Point-per-instance localization data
------------------------------------------------------------
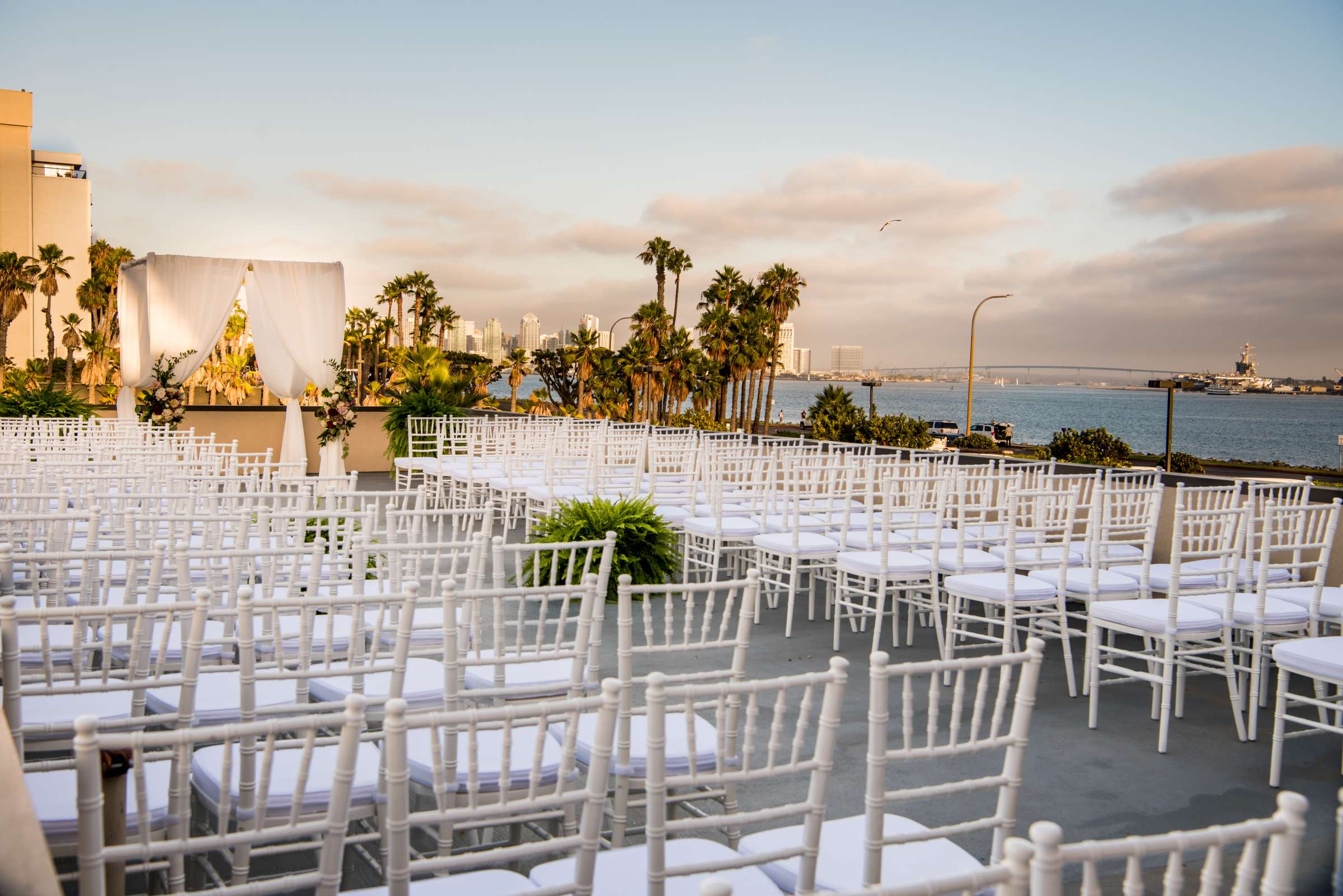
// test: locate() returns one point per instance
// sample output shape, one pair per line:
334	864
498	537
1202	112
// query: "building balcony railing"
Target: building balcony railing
59	171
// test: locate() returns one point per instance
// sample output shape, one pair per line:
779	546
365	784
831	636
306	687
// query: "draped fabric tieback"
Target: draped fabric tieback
172	304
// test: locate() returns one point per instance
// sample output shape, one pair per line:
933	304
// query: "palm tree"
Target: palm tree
51	260
397	289
105	263
781	287
420	284
516	366
97	360
445	317
18	280
715	338
656	253
726	289
586	344
71	339
679	262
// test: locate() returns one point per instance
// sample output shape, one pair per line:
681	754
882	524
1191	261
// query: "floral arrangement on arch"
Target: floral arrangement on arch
165	402
336	408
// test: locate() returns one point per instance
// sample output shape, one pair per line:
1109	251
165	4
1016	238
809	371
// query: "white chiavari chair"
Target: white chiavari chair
471	797
324	782
71	671
1013	602
1177	635
1053	859
711	620
879	570
1293	554
676	856
985	719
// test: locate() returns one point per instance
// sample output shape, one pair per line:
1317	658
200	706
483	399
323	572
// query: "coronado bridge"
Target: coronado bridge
1028	372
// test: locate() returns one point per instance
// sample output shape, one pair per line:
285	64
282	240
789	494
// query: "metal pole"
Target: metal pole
1170	425
970	378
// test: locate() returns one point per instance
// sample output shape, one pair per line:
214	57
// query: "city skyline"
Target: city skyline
1176	230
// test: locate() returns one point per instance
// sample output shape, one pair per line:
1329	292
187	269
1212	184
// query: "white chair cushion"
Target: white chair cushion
125	631
489	757
55	793
809	544
993	587
488	881
59	640
1079	581
1119	551
218	696
542	674
974	560
924	537
554	493
730	526
995	533
841	859
730	509
1315	656
1149	615
1248	573
426	624
623	873
899	564
516	482
1159	577
207	765
1048	554
424	686
64	709
290	634
783	522
1247	605
677	743
1331	598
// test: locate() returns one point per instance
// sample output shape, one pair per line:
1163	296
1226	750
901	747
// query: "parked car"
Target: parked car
945	430
999	432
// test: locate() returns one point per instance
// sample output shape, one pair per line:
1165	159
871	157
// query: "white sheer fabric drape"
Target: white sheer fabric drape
297	313
173	304
133	314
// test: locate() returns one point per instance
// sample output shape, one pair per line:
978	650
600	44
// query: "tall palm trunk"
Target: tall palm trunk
359	384
746	411
769	404
51	339
760	405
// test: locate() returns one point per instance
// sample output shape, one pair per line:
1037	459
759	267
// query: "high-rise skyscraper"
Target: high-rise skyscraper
495	339
845	360
786	349
529	333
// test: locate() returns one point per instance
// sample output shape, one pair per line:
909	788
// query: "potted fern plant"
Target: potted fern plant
645	546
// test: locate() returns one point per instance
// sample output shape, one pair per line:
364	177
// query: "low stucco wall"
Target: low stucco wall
260	428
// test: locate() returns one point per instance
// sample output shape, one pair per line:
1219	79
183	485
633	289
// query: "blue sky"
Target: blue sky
522	153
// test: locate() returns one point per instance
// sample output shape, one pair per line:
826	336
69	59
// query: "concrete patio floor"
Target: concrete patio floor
1109	782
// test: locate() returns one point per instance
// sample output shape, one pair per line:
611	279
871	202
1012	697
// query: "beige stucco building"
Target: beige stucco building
44	199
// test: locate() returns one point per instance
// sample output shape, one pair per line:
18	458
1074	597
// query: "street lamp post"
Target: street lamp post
970	379
1170	386
610	337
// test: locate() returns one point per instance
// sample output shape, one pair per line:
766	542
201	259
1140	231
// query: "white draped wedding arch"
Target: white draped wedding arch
173	304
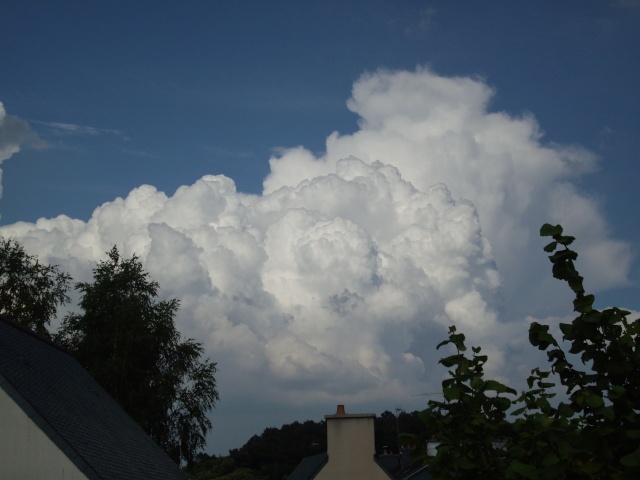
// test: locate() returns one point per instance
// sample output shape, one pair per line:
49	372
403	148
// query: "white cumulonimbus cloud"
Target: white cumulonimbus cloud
339	279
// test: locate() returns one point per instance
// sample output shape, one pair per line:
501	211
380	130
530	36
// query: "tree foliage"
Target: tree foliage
469	419
128	341
30	292
592	433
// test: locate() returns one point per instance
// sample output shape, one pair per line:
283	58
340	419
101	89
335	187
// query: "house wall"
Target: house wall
351	449
26	452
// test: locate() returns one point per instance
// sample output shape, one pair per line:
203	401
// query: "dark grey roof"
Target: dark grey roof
392	465
75	412
308	467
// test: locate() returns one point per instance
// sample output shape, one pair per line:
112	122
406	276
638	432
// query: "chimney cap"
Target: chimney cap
340	413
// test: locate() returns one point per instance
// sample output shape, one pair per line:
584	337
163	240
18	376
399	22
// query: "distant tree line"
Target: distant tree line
277	451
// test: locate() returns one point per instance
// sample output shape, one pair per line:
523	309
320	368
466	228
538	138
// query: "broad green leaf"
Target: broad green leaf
632	460
548	230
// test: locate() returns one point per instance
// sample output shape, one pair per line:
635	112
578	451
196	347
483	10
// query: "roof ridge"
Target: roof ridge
9	321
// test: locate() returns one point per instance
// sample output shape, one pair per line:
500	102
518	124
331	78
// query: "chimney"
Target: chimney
351	447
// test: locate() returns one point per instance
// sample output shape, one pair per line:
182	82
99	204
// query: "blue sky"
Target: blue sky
116	95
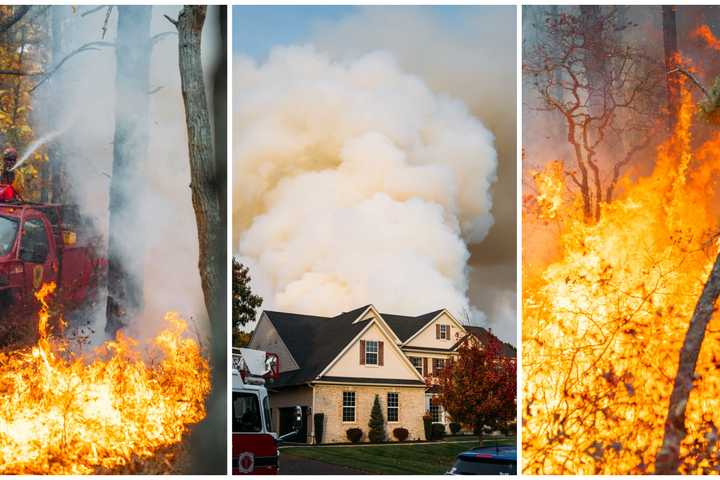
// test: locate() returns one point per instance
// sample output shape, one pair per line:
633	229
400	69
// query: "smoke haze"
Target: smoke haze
166	235
363	173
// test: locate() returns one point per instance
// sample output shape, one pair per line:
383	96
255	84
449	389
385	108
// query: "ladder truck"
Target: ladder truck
254	443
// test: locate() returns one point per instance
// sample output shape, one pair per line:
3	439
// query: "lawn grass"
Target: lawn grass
425	458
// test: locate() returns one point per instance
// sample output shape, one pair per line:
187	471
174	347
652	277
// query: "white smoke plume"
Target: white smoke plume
167	234
355	183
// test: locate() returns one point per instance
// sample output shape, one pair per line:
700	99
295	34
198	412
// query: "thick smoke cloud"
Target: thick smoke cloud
472	59
166	235
355	183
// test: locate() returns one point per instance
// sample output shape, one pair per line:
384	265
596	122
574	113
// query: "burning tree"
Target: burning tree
604	90
478	388
604	325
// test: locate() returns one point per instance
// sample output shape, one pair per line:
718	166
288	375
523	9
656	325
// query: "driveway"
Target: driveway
290	465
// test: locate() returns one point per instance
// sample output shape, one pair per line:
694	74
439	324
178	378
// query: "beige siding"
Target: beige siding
394	365
328	400
427	337
429	356
266	338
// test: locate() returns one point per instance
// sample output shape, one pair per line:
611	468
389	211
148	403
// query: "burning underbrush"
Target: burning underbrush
65	413
604	321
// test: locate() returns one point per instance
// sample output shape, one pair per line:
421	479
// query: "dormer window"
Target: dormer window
371	352
443	332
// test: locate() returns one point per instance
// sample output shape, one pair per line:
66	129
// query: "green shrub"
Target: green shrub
438	431
401	434
354	434
319	421
427	425
376	423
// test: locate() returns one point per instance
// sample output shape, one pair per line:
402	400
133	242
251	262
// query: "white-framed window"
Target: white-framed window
348	406
436	413
417	363
444	332
371	352
393	404
438	366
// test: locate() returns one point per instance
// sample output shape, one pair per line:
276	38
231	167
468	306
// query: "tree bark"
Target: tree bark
671	59
125	253
668	457
56	172
210	439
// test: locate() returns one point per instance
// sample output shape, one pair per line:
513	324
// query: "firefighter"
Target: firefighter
7	190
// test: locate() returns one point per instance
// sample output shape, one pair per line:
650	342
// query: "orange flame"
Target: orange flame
61	414
704	33
604	323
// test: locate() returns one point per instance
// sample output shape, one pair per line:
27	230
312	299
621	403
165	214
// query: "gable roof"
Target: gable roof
314	341
405	327
484	336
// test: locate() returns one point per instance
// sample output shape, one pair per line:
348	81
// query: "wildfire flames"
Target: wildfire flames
64	414
603	324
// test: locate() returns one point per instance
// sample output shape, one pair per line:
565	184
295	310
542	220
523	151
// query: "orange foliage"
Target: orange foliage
65	414
603	323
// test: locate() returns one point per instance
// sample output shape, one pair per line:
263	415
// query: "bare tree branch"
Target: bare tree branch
84	48
668	457
18	14
692	79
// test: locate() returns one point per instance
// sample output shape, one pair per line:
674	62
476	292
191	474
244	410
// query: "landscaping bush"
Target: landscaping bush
319	421
354	434
376	423
401	434
427	425
438	431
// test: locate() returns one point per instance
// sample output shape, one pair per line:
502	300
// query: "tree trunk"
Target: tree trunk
668	457
56	169
125	254
671	59
209	441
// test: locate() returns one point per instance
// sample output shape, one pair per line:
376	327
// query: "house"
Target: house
336	366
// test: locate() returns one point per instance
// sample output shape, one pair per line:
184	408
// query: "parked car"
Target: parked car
486	461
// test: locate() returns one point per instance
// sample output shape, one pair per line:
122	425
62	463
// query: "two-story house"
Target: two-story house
337	365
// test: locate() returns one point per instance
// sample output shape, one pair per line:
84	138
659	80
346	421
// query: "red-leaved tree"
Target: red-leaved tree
478	388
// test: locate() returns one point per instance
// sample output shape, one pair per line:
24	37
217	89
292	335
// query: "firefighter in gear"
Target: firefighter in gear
7	190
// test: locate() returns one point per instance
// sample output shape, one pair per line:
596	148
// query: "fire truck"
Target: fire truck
255	445
43	243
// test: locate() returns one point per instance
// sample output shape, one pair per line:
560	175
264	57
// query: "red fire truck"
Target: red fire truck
43	243
255	445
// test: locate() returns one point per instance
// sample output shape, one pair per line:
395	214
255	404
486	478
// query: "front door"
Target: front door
287	419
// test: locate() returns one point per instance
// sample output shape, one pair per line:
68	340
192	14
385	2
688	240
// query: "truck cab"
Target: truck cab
44	243
254	444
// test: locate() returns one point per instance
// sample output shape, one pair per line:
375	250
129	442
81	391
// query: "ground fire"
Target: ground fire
68	413
603	324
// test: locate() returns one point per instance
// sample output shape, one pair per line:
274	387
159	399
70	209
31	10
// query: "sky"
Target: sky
256	29
466	52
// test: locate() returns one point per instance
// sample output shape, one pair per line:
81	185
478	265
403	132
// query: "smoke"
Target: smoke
356	183
165	235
------------------------------------------------------------
* [TASK BRIEF]: Please write out only the lines from the one containing "Target: sky" to the end of the records above, exactly, both ends included.

* [ANSWER BELOW]:
Target: sky
256	29
466	52
// test: locate() returns one point per instance
// sample output shape, one pair per line:
81	185
478	265
403	132
// query: "smoke"
Target: smoke
356	183
165	235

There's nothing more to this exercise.